_Selected text_
BEGIN

I use a very outdated version of Photoshop, and only got a "nice" tablet in the past 7 months.
Also, a huge tip to you and anyone else reading this: do NOT get too focused on a "style" that you want. Obsessing over that just ruined me for years and years. I wanted so, so, so badly to be the next Matsuri Hino when I was a kid. I copied her work religiously and it NEVER looked right. Frustrated me to no end. And you know why my stuff never looked like hers? Because I'm not her! You can't force your art to come out any way that isn't natural, and the sooner you can accept the art your hand wants to create, the happier you'll be and the easier art will get for you.
The past couple of years before I started diving into this more realism based work, I was just shoving myself through trying to make what art I envied of others. Very stylized/textured watercolor comic book style stuff. And I just was NOT getting any better at it. I have always been more inclined toward realism work, but I've hated it and yearned for stylized work. Yoshitaka Amano? God, I just drooled over that artstyle and beat myself up for never being able to capture it in studies or otherwise.
I finally essentially restructured my entire career around making the art that makes me happy instead of what I "wanted" it to look like. I was extremely depressed, my life was falling apart, and I still needed to make art to survive but I couldn't "art" if I was depressed and hated doing it, so I just had to step back and stop worrying so much about what I thought I wanted to make, and started making what felt most natural.
there's no easy way, and art can be a soul destroying path at times, truly. your software and hardware should come very last place compared to practicing from life (it doesn't matter if you want to paint cartoony stuff of realistic stuff, always start from life). naturally you will find what makes your heart sing the most.

END

_What needs to be done_
Retype the stretch of the passage on art style from "I finally essentially" through "sing the most.".

_Given data_

BEGIN

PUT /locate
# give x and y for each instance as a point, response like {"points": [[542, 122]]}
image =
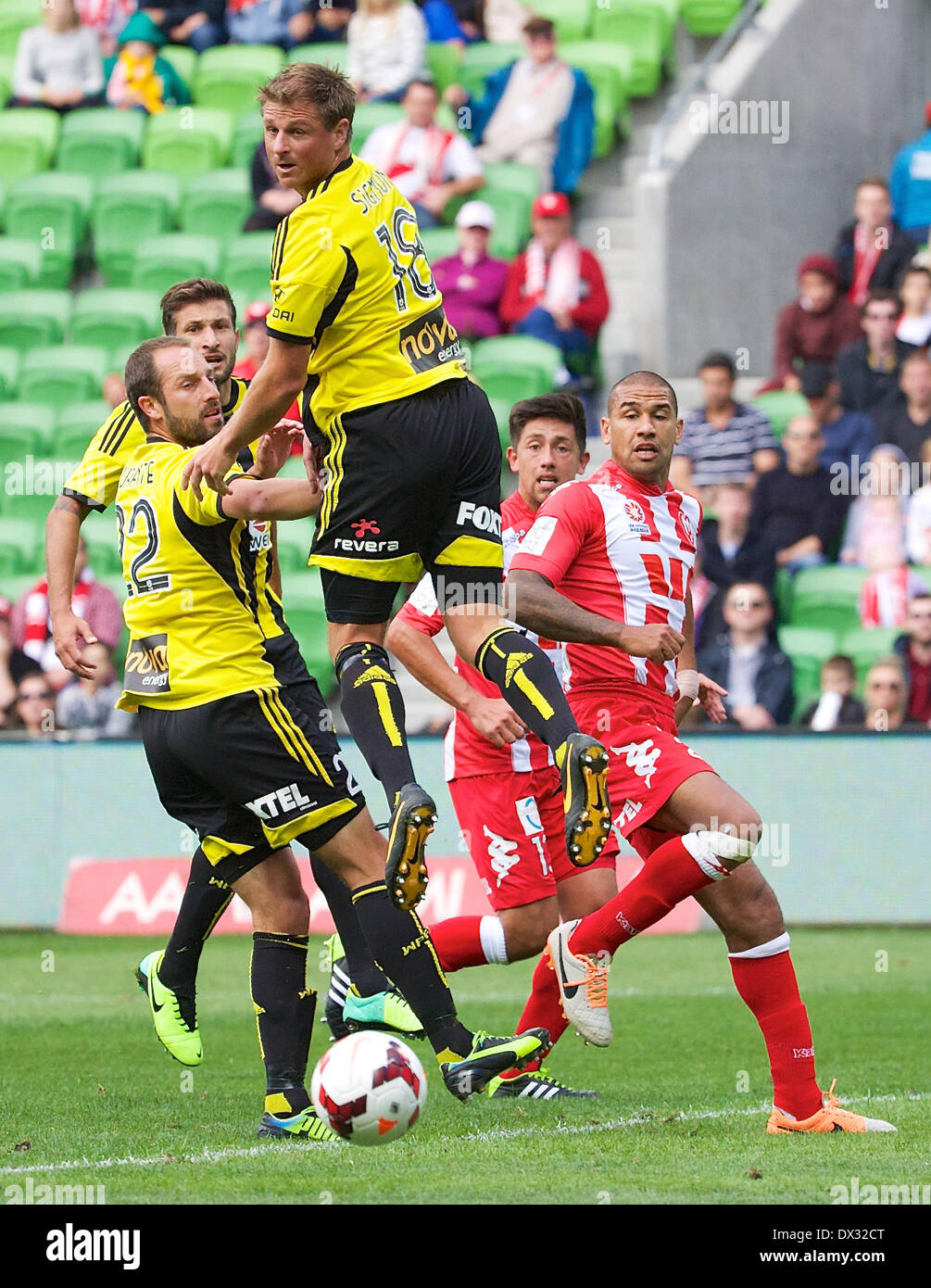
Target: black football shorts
{"points": [[250, 773], [411, 485]]}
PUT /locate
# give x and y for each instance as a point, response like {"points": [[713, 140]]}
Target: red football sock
{"points": [[671, 874], [469, 941], [769, 987]]}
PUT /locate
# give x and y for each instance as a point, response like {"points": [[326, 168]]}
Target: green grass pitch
{"points": [[680, 1117]]}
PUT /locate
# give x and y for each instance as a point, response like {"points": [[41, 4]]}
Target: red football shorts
{"points": [[648, 762], [514, 828]]}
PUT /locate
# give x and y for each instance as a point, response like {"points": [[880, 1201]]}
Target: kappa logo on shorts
{"points": [[641, 758], [281, 802], [501, 852], [362, 525]]}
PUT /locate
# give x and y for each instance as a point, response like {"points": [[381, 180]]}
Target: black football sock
{"points": [[204, 902], [360, 966], [373, 710], [402, 943], [283, 1016], [528, 683]]}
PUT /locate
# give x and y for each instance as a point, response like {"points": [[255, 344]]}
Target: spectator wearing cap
{"points": [[271, 198], [914, 323], [907, 424], [472, 281], [386, 43], [555, 290], [538, 111], [868, 369], [255, 339], [13, 663], [914, 650], [815, 326], [846, 435], [872, 253], [723, 441], [910, 184], [428, 164], [95, 604], [793, 506]]}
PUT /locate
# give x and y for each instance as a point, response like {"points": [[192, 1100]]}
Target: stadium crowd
{"points": [[829, 465]]}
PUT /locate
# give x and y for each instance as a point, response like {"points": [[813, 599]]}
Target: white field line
{"points": [[220, 1155]]}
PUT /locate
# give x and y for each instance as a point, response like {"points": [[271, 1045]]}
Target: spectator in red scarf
{"points": [[31, 626], [472, 281], [872, 251], [815, 326], [555, 290], [428, 164]]}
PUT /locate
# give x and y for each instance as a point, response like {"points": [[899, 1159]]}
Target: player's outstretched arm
{"points": [[535, 603], [491, 716], [270, 499], [69, 631], [281, 377]]}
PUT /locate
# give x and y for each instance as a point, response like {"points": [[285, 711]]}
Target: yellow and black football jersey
{"points": [[195, 607], [95, 479], [349, 277]]}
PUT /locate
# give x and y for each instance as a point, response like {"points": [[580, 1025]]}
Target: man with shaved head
{"points": [[606, 568]]}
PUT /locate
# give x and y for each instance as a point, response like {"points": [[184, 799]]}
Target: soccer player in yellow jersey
{"points": [[202, 312], [409, 458], [236, 759]]}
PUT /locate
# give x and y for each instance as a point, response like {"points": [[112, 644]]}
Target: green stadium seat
{"points": [[333, 53], [52, 208], [868, 646], [779, 406], [246, 264], [610, 69], [439, 243], [160, 261], [644, 29], [246, 134], [187, 141], [6, 65], [19, 263], [515, 362], [65, 373], [217, 202], [33, 420], [511, 221], [827, 597], [443, 61], [27, 141], [369, 116], [9, 373], [96, 141], [76, 425], [32, 319], [572, 20], [131, 208], [183, 59], [115, 316], [709, 17], [228, 76], [19, 547]]}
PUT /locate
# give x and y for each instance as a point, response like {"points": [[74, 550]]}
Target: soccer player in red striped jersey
{"points": [[502, 779], [606, 568]]}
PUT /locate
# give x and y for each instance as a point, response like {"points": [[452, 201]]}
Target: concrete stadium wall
{"points": [[848, 818], [722, 230]]}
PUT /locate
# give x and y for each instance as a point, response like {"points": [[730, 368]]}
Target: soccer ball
{"points": [[369, 1087]]}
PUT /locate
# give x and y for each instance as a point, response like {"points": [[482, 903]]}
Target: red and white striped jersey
{"points": [[623, 549], [465, 752]]}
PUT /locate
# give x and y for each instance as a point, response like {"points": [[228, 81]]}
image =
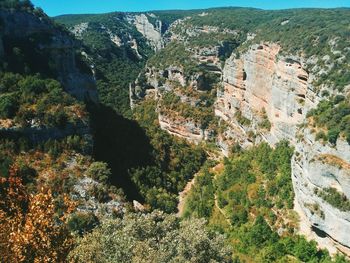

END

_Solved problem_
I finally essentially restructured my entire career around making the art that makes me happy instead of what I "wanted" it to look like. I was extremely depressed, my life was falling apart, and I still needed to make art to survive but I couldn't "art" if I was depressed and hated doing it, so I just had to step back and stop worrying so much about what I thought I wanted to make, and started making what felt most natural.
there's no easy way, and art can be a soul destroying path at times, truly. your software and hardware should come very last place compared to practicing from life (it doesn't matter if you want to paint cartoony stuff of realistic stuff, always start from life). naturally you will find what makes your heart sing the most.